The paper is divided into four sections. Section II reviews the factors that are at the center of the debate on the speed of adjustment. Section III focuses on the three key questions: What are the sequencing requirements within a sector? What are the major sequencing requirements relative to other sectors? What are the speed implications of sequencing within and across sectors? The last section provides practical guidelines for reform and discusses factors that need to be considered in determining the speed of adjustment and sequencing of reforms.
Box 1.Definitions of Speed and Sequencing
The debate on the speed of adjustment and sequencing of reforms is often carried out in a vacuum. Articles typically do not fully define the concepts; hence, their analyses are not always comparable. The definitions used in this paper are as follows.
The speed of adjustment can be defined as the time elapsed between the move from an initial set of macroeconomic variables to a targeted set of such variables. If in period zero, for example, the rate of inflation is at X0 percent, and it takes t time periods to reach a targeted rate of inflation set at Xt, then the speed of adjustment refers to the number of periods to go from X0 to Xt. The relations, however, could be more complex, involving preset targets for growth, inflation, and the external sector accounts, as well as intermediate targets, such as the budget balance and the rate of credit expansion.

## AIM OF THE TASK
Retype the entire passage about the speed and sequencing of reforms word for word. Rely only on the passage about the speed and sequencing of reforms.

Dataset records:
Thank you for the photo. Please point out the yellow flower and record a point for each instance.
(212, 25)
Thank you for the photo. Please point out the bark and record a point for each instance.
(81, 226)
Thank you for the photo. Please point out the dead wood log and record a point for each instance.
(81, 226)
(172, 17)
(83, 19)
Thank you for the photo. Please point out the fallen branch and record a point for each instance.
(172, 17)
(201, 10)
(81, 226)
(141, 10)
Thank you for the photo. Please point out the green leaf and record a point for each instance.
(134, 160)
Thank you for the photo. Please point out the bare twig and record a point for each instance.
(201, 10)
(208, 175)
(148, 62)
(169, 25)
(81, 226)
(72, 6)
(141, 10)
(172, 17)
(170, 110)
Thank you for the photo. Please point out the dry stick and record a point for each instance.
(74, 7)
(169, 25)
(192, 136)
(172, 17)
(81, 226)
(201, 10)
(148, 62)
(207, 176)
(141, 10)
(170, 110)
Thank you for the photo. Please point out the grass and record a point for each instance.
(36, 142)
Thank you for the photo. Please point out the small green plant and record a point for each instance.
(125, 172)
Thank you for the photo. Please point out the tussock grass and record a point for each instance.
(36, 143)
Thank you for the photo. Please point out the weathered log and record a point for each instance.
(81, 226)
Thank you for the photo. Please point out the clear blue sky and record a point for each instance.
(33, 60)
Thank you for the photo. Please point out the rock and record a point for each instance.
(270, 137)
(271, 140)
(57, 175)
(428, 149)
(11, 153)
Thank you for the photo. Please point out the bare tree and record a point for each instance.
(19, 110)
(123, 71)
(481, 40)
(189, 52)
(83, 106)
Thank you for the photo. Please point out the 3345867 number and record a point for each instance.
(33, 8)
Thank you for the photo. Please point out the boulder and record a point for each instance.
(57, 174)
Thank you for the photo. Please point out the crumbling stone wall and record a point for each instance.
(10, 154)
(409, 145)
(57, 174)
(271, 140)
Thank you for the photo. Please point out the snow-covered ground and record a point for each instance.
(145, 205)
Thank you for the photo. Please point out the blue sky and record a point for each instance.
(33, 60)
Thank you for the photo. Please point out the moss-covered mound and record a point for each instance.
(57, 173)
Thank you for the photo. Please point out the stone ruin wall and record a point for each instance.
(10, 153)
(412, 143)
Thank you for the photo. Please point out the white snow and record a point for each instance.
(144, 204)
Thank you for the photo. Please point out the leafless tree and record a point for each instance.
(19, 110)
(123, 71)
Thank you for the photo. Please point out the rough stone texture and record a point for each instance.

## YOUR SOLUTION
The paper is divided into four sections. Section II reviews the factors that are at the center of the debate on the speed of adjustment. Section III focuses on the three key questions: What are the sequencing requirements within a sector? What are the major sequencing requirements relative to other sectors? What are the speed implications of sequencing within and across sectors? The last section provides practical guidelines for reform and discusses factors that need to be considered in determining the speed of adjustment and sequencing of reforms.
Box 1.Definitions of Speed and Sequencing
The debate on the speed of adjustment and sequencing of reforms is often carried out in a vacuum. Articles typically do not fully define the concepts; hence, their analyses are not always comparable. The definitions used in this paper are as follows.
The speed of adjustment can be defined as the time elapsed between the move from an initial set of macroeconomic variables to a targeted set of such variables. If in period zero, for example, the rate of inflation is at X0 percent, and it takes t time periods to reach a targeted rate of inflation set at Xt, then the speed of adjustment refers to the number of periods to go from X0 to Xt. The relations, however, could be more complex, involving preset targets for growth, inflation, and the external sector accounts, as well as intermediate targets, such as the budget balance and the rate of credit expansion.